▸ **Set tasks**
[a] How would you say this sentence from the turnip stew recipe in Spanish: "Choose low-sodium so you control seasoning."
[b] Can you carry the turnip stew recipe on from its last sentence?

Tomato Paste & Fire-Roasted Tomatoes – A tablespoon of concentrated paste caramelises in the hot pot, adding umami depth. Opt for fire-roasted tinned tomatoes for subtle smoky sweetness; regular chopped tomatoes work in a pinch.

Vegetable Stock – Choose low-sodium so you control seasoning. Homemade stock frozen in ice-cube trays melts quickly and tastes brighter than most cubes.

Fresh Herbs – Thyme stems infuse earthy aroma; rosemary can bully the turnip, so use sparingly. Add tender herbs like parsley or chives only at the end for colour lift.

Turnip Greens (optional) – If your turnips come crowned with perky leaves, chop and stir in during the last 2 minutes; they wilt like spinach and boost iron.

How to Make One-Pot Winter Vegetable & Turnip Stew for Easy Family Suppers

1
Marinate the turnip

Place diced turnip in a bowl with 1 tsp salt, ½ tsp sugar, and the juice of ½ lemon. Toss and set aside while you prep the remaining vegetables—this quick cure draws out excess moisture and mellows any peppery bite.

2
Warm the pot & bloom tomato paste

Set a heavy 4.5-litre Dutch oven or deep sauté pan over medium heat. Add olive oil and tomato paste. Stir 90 seconds until the paste darkens from bright red to brick-brown—this caramelisation builds deep savoury notes.

[Point labeling samples]
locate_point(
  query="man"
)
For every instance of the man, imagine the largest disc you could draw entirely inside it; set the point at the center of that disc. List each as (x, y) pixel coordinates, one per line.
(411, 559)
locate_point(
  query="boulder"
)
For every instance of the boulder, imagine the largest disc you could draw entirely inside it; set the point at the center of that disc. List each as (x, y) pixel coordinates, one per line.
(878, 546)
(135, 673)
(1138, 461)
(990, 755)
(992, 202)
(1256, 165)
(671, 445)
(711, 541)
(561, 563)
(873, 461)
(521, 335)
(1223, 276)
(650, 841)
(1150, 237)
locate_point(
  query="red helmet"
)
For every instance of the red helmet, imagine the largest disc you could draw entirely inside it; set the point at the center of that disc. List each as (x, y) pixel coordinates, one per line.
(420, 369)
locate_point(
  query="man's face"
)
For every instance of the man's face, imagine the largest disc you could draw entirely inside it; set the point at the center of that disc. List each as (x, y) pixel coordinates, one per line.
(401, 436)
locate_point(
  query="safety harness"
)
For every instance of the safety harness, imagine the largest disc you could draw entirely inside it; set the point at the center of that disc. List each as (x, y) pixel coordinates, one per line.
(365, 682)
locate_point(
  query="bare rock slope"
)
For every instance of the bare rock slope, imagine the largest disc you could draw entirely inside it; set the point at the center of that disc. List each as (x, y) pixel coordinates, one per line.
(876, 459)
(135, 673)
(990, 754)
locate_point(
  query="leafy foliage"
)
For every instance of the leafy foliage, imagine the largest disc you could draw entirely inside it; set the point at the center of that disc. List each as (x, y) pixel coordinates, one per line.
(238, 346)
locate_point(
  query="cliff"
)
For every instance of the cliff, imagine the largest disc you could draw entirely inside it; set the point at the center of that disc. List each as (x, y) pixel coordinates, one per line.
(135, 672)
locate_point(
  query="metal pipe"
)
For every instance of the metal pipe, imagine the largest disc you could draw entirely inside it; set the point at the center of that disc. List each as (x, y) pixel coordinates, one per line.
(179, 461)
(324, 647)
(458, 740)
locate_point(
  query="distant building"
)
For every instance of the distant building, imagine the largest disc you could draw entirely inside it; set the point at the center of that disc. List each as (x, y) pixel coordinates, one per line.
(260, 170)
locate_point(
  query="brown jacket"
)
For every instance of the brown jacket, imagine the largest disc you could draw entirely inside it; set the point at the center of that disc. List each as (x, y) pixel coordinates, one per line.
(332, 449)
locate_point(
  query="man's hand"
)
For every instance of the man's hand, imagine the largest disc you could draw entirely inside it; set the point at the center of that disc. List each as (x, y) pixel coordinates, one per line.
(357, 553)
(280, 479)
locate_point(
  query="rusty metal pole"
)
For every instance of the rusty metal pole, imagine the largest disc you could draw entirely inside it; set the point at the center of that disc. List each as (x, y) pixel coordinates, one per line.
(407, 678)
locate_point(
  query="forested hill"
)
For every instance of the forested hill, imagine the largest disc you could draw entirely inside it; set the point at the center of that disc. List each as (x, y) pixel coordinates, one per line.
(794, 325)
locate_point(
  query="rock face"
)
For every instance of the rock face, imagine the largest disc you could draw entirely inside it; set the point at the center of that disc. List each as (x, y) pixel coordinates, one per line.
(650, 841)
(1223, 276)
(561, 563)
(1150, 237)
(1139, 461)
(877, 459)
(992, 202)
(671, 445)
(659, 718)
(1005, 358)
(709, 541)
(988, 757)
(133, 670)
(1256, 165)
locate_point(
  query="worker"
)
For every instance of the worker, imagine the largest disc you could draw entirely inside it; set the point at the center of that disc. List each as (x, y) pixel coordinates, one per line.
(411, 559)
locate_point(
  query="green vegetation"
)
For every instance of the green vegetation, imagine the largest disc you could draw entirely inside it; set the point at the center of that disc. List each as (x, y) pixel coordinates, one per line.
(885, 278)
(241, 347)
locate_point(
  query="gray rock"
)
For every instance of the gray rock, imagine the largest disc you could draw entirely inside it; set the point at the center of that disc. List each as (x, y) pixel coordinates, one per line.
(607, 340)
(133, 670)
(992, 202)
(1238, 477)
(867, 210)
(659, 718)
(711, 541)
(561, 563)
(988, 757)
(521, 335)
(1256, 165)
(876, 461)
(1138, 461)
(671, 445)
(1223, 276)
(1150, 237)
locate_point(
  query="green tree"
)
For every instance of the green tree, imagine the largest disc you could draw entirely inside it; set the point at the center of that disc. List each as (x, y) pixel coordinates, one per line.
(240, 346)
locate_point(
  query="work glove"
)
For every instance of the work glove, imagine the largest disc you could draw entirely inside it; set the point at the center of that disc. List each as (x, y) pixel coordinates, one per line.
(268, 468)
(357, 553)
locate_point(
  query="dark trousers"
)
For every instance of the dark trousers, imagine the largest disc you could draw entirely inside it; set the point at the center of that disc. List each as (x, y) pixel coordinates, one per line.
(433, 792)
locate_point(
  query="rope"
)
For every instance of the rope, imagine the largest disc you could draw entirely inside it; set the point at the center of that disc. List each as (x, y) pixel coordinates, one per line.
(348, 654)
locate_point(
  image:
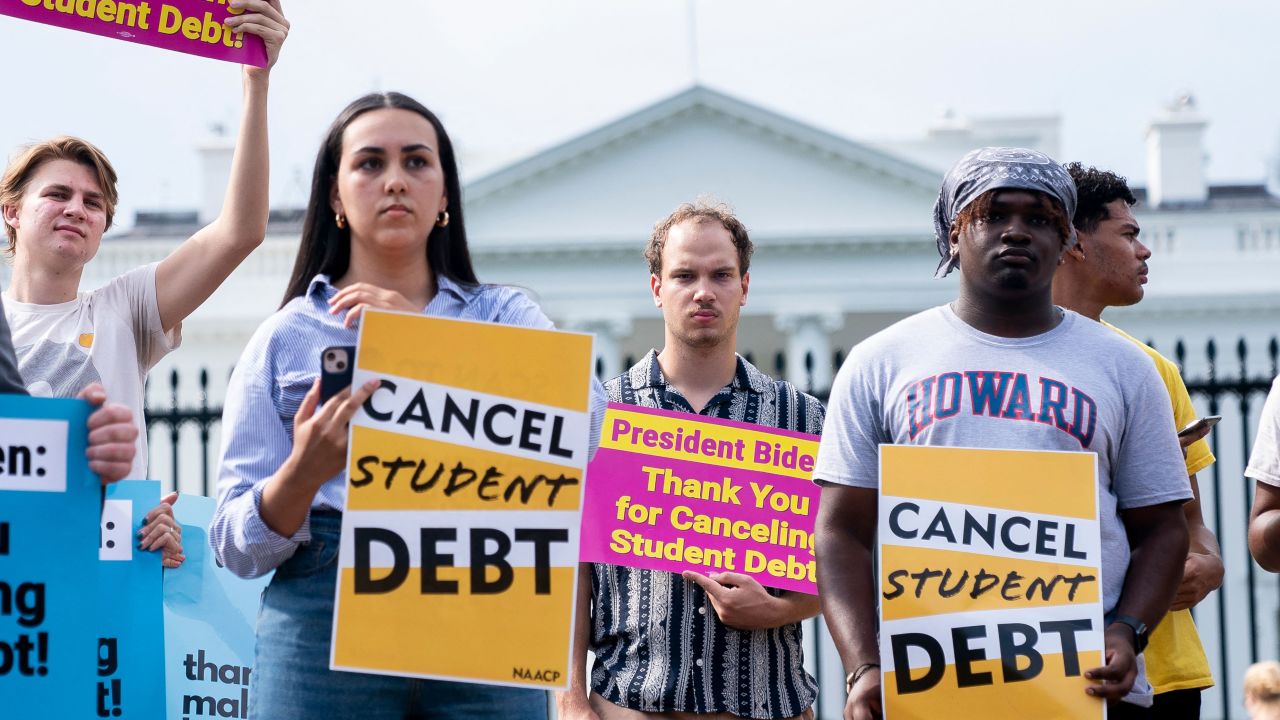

▸ **Task results**
[a] Elige uno bajo en sodio para controlar tú la sazón.

[b]
3
Sauté leeks & aromatics

Tip in sliced leeks, celery, and a pinch of salt. Reduce heat slightly and sweat 4 minutes until the leeks look silky and translucent, scraping the browned tomato from the base for bonus flavour.

4
Add roots & coat

Drain the turnip (no need to rinse). Add to the pot along with carrots, parsnips, thyme, and bay. Stir 2 minutes so every cube glistens with the tomatoey oil—this light searing locks in sweetness.

5
Pour in lentils, tomatoes & stock

Rinse lentils under the tap, then add to the pot with tinned tomatoes (juice and all) and hot stock. The liquid should just cover the vegetables; add a splash more water if needed. Bring to a gentle boil.

6
Simmer 15 minutes covered

Reduce heat to low, cover with a tight lid, and simmer 15 minutes. Resist lifting the lid—steady heat cooks the lentils evenly and keeps the vibrant colours from leaching out.

7
Add beans & greens

Stir in drained cannellini beans and any chopped turnip greens. Replace lid and cook 2 more minutes—just enough to heat the beans through and wilt the greens without overcooking them to khaki.

8
Season & brighten

Taste; add black pepper and more salt if desired. Finish with a squeeze of lemon juice and a shower of fresh parsley—the acid lifts the earthy flavours and turns the broth from hearty to vibrant.

9
Rest 5 minutes off-heat

Let the stew stand uncovered; the lentils will finish softening and the flavours will marry. Serve in deep bowls with crusty whole-wheat bread or oatcakes for scooping.

Expert Tips

Choose the right pot

A heavy base prevents lentils catching; enamelled cast iron is ideal. Stainless works—just keep the flame low.

Don’t skip the lemon on turnips

Even 5 minutes of acidulated resting removes edge and keeps pieces al dente after simmering.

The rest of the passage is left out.